> _Given information_
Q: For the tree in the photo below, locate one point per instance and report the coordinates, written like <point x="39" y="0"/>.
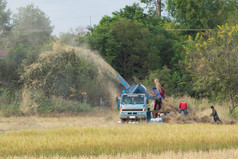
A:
<point x="5" y="15"/>
<point x="212" y="60"/>
<point x="154" y="5"/>
<point x="73" y="37"/>
<point x="201" y="14"/>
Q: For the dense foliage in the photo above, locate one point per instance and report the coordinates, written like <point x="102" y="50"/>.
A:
<point x="136" y="41"/>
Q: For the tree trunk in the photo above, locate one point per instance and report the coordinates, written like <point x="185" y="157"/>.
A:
<point x="158" y="8"/>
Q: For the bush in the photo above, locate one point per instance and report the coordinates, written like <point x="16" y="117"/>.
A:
<point x="10" y="110"/>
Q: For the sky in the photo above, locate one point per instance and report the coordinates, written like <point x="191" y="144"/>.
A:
<point x="67" y="14"/>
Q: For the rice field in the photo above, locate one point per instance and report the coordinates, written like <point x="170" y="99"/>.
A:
<point x="122" y="139"/>
<point x="214" y="154"/>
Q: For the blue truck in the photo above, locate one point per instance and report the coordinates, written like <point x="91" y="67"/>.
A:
<point x="133" y="104"/>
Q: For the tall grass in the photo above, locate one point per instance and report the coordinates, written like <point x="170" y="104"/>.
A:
<point x="125" y="139"/>
<point x="214" y="154"/>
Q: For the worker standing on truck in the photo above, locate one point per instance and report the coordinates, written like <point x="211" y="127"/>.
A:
<point x="162" y="91"/>
<point x="183" y="107"/>
<point x="157" y="105"/>
<point x="215" y="115"/>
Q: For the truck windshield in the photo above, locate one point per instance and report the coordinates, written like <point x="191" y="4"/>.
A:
<point x="132" y="99"/>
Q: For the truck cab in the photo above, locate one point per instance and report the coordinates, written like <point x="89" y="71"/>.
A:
<point x="133" y="107"/>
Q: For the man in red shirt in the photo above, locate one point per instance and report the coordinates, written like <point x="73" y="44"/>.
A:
<point x="183" y="107"/>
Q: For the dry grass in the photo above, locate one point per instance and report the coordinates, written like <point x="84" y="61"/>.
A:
<point x="124" y="139"/>
<point x="214" y="154"/>
<point x="96" y="119"/>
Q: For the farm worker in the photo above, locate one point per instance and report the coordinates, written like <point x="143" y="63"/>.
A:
<point x="162" y="91"/>
<point x="157" y="105"/>
<point x="215" y="115"/>
<point x="183" y="107"/>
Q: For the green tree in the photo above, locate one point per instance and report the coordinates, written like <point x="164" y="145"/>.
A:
<point x="154" y="5"/>
<point x="201" y="14"/>
<point x="5" y="26"/>
<point x="73" y="37"/>
<point x="212" y="60"/>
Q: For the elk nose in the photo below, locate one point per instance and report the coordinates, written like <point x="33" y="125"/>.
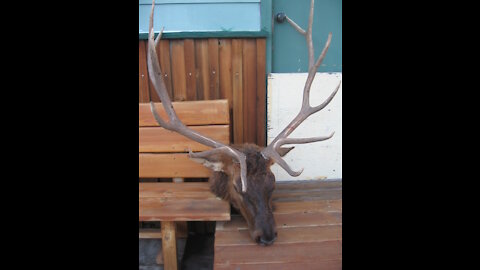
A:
<point x="265" y="241"/>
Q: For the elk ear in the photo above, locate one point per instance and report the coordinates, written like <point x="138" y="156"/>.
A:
<point x="282" y="151"/>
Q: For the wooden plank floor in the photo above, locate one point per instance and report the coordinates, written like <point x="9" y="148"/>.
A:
<point x="180" y="202"/>
<point x="308" y="215"/>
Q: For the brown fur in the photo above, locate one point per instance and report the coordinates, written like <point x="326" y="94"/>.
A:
<point x="256" y="204"/>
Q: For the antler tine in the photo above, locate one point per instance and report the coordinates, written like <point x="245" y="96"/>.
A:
<point x="174" y="123"/>
<point x="275" y="147"/>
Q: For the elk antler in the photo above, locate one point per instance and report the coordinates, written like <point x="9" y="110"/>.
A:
<point x="174" y="124"/>
<point x="275" y="149"/>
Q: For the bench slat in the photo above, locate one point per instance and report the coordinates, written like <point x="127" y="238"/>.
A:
<point x="157" y="139"/>
<point x="181" y="205"/>
<point x="182" y="202"/>
<point x="182" y="190"/>
<point x="204" y="112"/>
<point x="170" y="165"/>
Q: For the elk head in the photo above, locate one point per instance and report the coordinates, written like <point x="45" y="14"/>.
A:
<point x="241" y="173"/>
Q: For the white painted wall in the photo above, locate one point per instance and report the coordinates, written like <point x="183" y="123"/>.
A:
<point x="320" y="160"/>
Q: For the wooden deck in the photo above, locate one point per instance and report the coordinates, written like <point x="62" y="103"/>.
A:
<point x="308" y="215"/>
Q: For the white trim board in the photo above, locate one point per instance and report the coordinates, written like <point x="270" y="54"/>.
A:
<point x="320" y="160"/>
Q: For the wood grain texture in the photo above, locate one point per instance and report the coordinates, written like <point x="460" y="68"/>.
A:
<point x="143" y="81"/>
<point x="309" y="232"/>
<point x="190" y="69"/>
<point x="261" y="93"/>
<point x="225" y="65"/>
<point x="157" y="234"/>
<point x="237" y="89"/>
<point x="291" y="220"/>
<point x="282" y="253"/>
<point x="201" y="62"/>
<point x="165" y="66"/>
<point x="179" y="80"/>
<point x="170" y="165"/>
<point x="322" y="265"/>
<point x="249" y="90"/>
<point x="160" y="140"/>
<point x="169" y="245"/>
<point x="155" y="209"/>
<point x="285" y="235"/>
<point x="190" y="113"/>
<point x="213" y="70"/>
<point x="186" y="190"/>
<point x="180" y="202"/>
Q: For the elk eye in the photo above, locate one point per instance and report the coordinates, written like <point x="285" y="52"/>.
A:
<point x="236" y="188"/>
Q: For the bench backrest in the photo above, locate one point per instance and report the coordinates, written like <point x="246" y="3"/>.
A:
<point x="163" y="154"/>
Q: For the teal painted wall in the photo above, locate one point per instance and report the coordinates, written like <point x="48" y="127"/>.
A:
<point x="290" y="52"/>
<point x="201" y="16"/>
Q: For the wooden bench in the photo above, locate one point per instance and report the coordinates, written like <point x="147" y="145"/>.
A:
<point x="308" y="216"/>
<point x="163" y="154"/>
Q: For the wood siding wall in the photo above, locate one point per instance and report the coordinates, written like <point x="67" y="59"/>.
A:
<point x="214" y="68"/>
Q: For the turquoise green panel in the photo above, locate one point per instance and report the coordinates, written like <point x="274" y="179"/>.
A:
<point x="290" y="53"/>
<point x="202" y="16"/>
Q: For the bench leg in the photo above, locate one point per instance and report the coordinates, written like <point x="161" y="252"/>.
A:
<point x="169" y="245"/>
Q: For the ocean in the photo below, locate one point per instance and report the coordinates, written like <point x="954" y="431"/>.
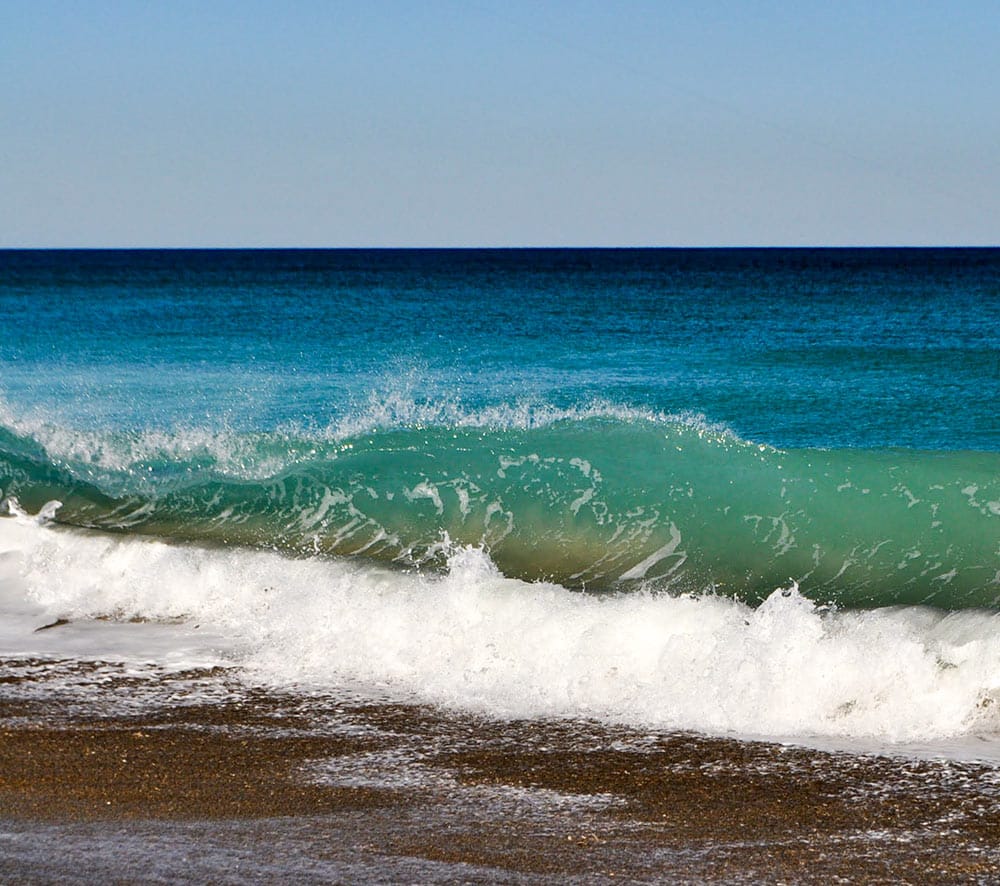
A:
<point x="735" y="493"/>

> _Aim_
Every record must be copied exactly, with images dropped from the result.

> _Full answer_
Q: For the tree in the photo below, locate one point per instance and report the coordinates, written like <point x="39" y="0"/>.
A:
<point x="5" y="15"/>
<point x="212" y="60"/>
<point x="154" y="5"/>
<point x="73" y="37"/>
<point x="201" y="14"/>
Q: For the dense foliage in the photo above, locate one point per instance and report the coordinates, written like <point x="102" y="50"/>.
A:
<point x="136" y="41"/>
Q: For the tree trunk in the photo above, locate one point per instance and report the coordinates, written like <point x="185" y="157"/>.
A:
<point x="158" y="8"/>
Q: For the bush in the photo above, locate one point per instance and report the coordinates, written like <point x="16" y="117"/>.
A:
<point x="10" y="110"/>
Q: For the sky in the photo above, locate one point per instance and report the coordinates, written like <point x="191" y="144"/>.
A:
<point x="67" y="14"/>
Q: For the rice field in the photo above, locate one point per instance and report the coordinates, written like <point x="170" y="99"/>.
A:
<point x="122" y="139"/>
<point x="214" y="154"/>
Q: For the blue truck in the photo above, locate one point per instance and report the coordinates, written like <point x="91" y="67"/>.
A:
<point x="133" y="104"/>
Q: For the tall grass in the photo above, locate one point per instance and report the coordinates, written like <point x="170" y="104"/>.
A:
<point x="125" y="139"/>
<point x="214" y="154"/>
Q: For the worker standing on truck in the photo above, locate one point per instance and report the coordinates, written like <point x="211" y="127"/>.
A:
<point x="162" y="91"/>
<point x="183" y="107"/>
<point x="157" y="105"/>
<point x="215" y="115"/>
Q: For the truck windshield in the photo above, locate one point per instance and report the coordinates, written like <point x="191" y="4"/>.
A:
<point x="132" y="99"/>
Q: For the truck cab in the photo above, locate one point per instance and report the coordinates, written like <point x="89" y="71"/>.
A:
<point x="133" y="107"/>
Q: For the man in red shirt in the photo above, locate one point per instance and report the coordinates, written like <point x="73" y="44"/>.
A:
<point x="183" y="107"/>
Q: For the dry grass in the photo above, locate one point per instance and report the coordinates, written like <point x="84" y="61"/>.
A:
<point x="124" y="139"/>
<point x="214" y="154"/>
<point x="96" y="119"/>
Q: For the farm worker in the photo above, locate one point per instance and report the coordinates, written like <point x="143" y="63"/>.
A:
<point x="162" y="91"/>
<point x="157" y="105"/>
<point x="215" y="115"/>
<point x="183" y="107"/>
Q: For the green tree in the photo above, locate one point per instance and report the coordinates, written like <point x="164" y="145"/>.
A:
<point x="154" y="5"/>
<point x="201" y="14"/>
<point x="5" y="26"/>
<point x="73" y="37"/>
<point x="212" y="60"/>
Q: For the elk nose in the photo below, locate one point per instance and report the coordinates, written like <point x="33" y="125"/>.
A:
<point x="265" y="241"/>
Q: For the elk ear in the photo above, locate one point per instance and report the coordinates, written like <point x="138" y="156"/>.
A:
<point x="282" y="151"/>
Q: For the wooden plank floor in the photo above, locate one point per instance and report the coordinates, written like <point x="9" y="148"/>.
A:
<point x="180" y="202"/>
<point x="308" y="215"/>
Q: For the brown fur in the photo above, locate one point per instance and report the coordinates, written like <point x="326" y="94"/>.
A:
<point x="256" y="204"/>
Q: For the antler tine in the photo above, locate one point per instance and report the coordinates, written like <point x="245" y="96"/>.
A:
<point x="174" y="123"/>
<point x="275" y="147"/>
Q: For the elk antler in the photo above, locate one point per instance and report the coordinates, written like <point x="9" y="110"/>.
A:
<point x="174" y="124"/>
<point x="275" y="149"/>
Q: For the bench slat in the photo above, locate one point per instance and report the coordinates, written like <point x="127" y="238"/>.
A:
<point x="157" y="139"/>
<point x="181" y="205"/>
<point x="182" y="202"/>
<point x="182" y="190"/>
<point x="204" y="112"/>
<point x="170" y="165"/>
Q: For the elk head in the photo above, locate one point per instance and report the coordinates, written like <point x="45" y="14"/>.
A:
<point x="241" y="173"/>
Q: For the white painted wall in the photo above, locate one point per instance and report the coordinates, written like <point x="183" y="123"/>.
A:
<point x="320" y="160"/>
Q: For the wooden deck in the photo above, locate one point per instance and report the coordinates, written like <point x="62" y="103"/>.
A:
<point x="308" y="215"/>
Q: For the white trim board in the photo above, locate one point per instance and report the coordinates, written like <point x="270" y="54"/>.
A:
<point x="320" y="160"/>
Q: For the wood grain texture in the photo above, locate one point per instance and report the coordinates, written like <point x="460" y="68"/>.
A:
<point x="143" y="81"/>
<point x="309" y="232"/>
<point x="190" y="69"/>
<point x="261" y="93"/>
<point x="225" y="65"/>
<point x="157" y="234"/>
<point x="237" y="89"/>
<point x="291" y="220"/>
<point x="282" y="253"/>
<point x="201" y="62"/>
<point x="165" y="66"/>
<point x="179" y="80"/>
<point x="170" y="165"/>
<point x="322" y="265"/>
<point x="249" y="90"/>
<point x="160" y="140"/>
<point x="169" y="245"/>
<point x="155" y="209"/>
<point x="285" y="235"/>
<point x="190" y="113"/>
<point x="213" y="70"/>
<point x="186" y="190"/>
<point x="180" y="202"/>
Q: For the elk eye in the photo above, locate one point per instance and report the coordinates, written like <point x="285" y="52"/>.
A:
<point x="236" y="188"/>
Q: For the bench backrest in the photo above, locate one point per instance and report the coordinates, written like <point x="246" y="3"/>.
A:
<point x="163" y="154"/>
Q: For the teal painted wall in the photo above, locate one point per instance and report the coordinates, written like <point x="48" y="127"/>.
A:
<point x="290" y="52"/>
<point x="201" y="16"/>
Q: For the wooden bench in the photo above, locate one point per instance and report the coordinates, written like <point x="147" y="145"/>.
A:
<point x="308" y="216"/>
<point x="163" y="154"/>
Q: For the wood siding wall in the photo above, locate one point per instance and report the coordinates, written like <point x="67" y="59"/>.
A:
<point x="214" y="68"/>
Q: For the turquoise green panel in the photo above, locate one point per instance and report the coordinates, written like <point x="274" y="179"/>.
A:
<point x="290" y="53"/>
<point x="202" y="16"/>
Q: For the bench leg in the photo above, locate one point per instance and report the coordinates, written like <point x="161" y="252"/>.
A:
<point x="169" y="245"/>
Q: For the ocean in the photo below, locate one point per instance and report the coordinates, written like <point x="954" y="431"/>.
A:
<point x="735" y="493"/>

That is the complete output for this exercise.